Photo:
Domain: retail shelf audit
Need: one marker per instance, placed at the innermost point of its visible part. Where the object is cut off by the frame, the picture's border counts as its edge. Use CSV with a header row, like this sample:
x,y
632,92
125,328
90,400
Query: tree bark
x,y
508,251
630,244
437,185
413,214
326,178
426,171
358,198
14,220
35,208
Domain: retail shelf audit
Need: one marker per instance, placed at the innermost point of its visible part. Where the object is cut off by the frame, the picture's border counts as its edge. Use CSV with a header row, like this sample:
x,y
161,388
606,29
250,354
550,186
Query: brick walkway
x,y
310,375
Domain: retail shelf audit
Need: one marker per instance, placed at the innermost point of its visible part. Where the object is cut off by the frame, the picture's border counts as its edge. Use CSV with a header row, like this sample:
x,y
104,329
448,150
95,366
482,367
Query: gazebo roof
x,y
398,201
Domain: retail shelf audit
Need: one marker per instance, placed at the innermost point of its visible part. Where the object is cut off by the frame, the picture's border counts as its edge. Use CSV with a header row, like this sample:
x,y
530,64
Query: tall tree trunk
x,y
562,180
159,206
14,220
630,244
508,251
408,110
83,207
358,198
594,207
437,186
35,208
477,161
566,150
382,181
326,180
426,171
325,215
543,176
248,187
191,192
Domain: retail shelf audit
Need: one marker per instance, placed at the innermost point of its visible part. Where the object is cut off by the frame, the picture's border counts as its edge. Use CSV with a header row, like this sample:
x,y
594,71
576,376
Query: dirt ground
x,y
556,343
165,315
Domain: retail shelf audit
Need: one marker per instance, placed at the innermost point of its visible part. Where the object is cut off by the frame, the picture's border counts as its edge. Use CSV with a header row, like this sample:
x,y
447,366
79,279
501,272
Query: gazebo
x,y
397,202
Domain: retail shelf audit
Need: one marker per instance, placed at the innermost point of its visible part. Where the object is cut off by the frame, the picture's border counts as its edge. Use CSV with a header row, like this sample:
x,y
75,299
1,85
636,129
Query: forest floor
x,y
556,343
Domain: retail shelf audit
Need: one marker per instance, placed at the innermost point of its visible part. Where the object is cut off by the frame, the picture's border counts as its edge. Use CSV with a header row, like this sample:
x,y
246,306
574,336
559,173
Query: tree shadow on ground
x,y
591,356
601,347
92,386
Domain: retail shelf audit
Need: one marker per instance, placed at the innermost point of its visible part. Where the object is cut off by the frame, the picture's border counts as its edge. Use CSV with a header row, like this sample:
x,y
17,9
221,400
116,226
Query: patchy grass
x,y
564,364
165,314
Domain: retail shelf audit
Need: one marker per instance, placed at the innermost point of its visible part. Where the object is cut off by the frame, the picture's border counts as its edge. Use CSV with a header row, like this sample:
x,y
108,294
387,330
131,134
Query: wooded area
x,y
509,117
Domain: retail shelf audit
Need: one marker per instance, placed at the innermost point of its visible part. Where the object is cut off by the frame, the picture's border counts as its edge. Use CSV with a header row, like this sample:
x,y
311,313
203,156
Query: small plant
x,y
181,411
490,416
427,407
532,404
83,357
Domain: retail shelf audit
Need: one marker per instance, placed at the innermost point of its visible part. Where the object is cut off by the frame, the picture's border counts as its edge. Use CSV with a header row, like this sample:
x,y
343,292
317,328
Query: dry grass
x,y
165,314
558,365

What you need to do:
Output all of the data in full, exactly as given.

Output of the task:
Photo:
Domain: retail shelf audit
Need: one marker per instance, placed at the innermost point of its visible part. Where the object is cut off by the frame, the picture's border counts as its edge. Use CSV with a header row, like this sample:
x,y
632,92
125,328
90,400
Query: tree bark
x,y
508,251
630,244
437,185
413,214
326,178
426,171
358,198
14,220
35,208
Domain: retail shelf audit
Need: one marker per instance, placed at the innermost point of its visible part. Where the object is cut off by the frame, the picture's border counts as its edge. Use CSV with a header row, like this sample:
x,y
161,388
606,29
250,354
550,186
Query: brick walkway
x,y
310,375
Domain: retail shelf audit
Need: one marker per instance, placed at the innermost point of its visible part. Where the object is cut off by the frame, the picture's border counts as its edge. Use CSV with a header row, like this sample:
x,y
104,329
448,150
95,366
482,367
Query: gazebo roof
x,y
398,201
Domain: retail shelf audit
Need: one marker per instance, placed at the innermost point of its visible part. Where the object is cut off by the frame, the picture's border counts as its edge. Use CSV with a header row, like this sample:
x,y
530,64
Query: tall tree trunk
x,y
562,180
159,206
14,220
630,244
508,251
408,110
83,207
358,198
594,207
437,186
35,208
477,161
566,150
382,181
326,180
426,171
325,215
543,176
248,187
191,192
Domain: retail shelf audit
Need: one marker per instance, placed at the innermost point of its visible part. Where the object is cut off by the frame, the picture's border counts as its edge. Use CSV with a header row, like this sample:
x,y
594,71
576,376
Query: dirt ground
x,y
556,343
165,315
Domain: retail shelf audit
Need: one marker per instance, placed at the innermost point of its visible part. Where the object is cut off by the frame, the picture's border counts as its edge. Use CSV with a header row, like this sample:
x,y
447,366
79,279
501,272
Query: gazebo
x,y
397,202
Domain: retail shelf audit
Need: one marker per instance, placed at the innermost point of its visible part. Where the object is cut off by the frame, the picture's border counts as its edge. Use CSV with a header row, like this sample:
x,y
75,299
1,85
636,129
Query: forest floor
x,y
556,343
Domain: retail shelf audit
Need: one marker per instance, placed at the innermost point of its visible part. Where the object is cut off by the frame, the picture's border counts as its edge. Use CSV with a header row, like this sample:
x,y
246,306
574,336
559,173
Query: tree shadow on ground
x,y
591,356
601,347
92,386
Domain: retail shelf audit
Need: one marker per instance, placed at the innermost point of its visible part. Where the object is cut off by the frame, the picture's border counts as its edge. Use CSV with a header row, like this sample:
x,y
17,9
221,400
116,226
Query: patchy grass
x,y
564,364
165,314
Domain: retail shelf audit
Need: one marker per instance, placed at the innermost point of its visible part. Where the object is cut off by the frame, the picture's border counts as its edge. Use CSV with a header row, like this sample:
x,y
108,294
387,330
131,134
Query: wooded area
x,y
509,117
Domain: retail shelf audit
Need: one marker per instance, placed at the innermost point of its visible part. Where the object is cut off by the frame, the picture's border counts as its edge. Use CSV with a header row, like this sample:
x,y
311,313
203,156
Query: small plant
x,y
181,411
490,416
427,407
532,404
83,357
Domain: retail shelf audit
Need: one marker per instance, placed at the innermost point of its visible part. Where the object is cut off by the frame, the picture's border counts as its edge. Use CSV with a header row, like this sample:
x,y
343,292
317,328
Query: dry grass
x,y
165,314
558,365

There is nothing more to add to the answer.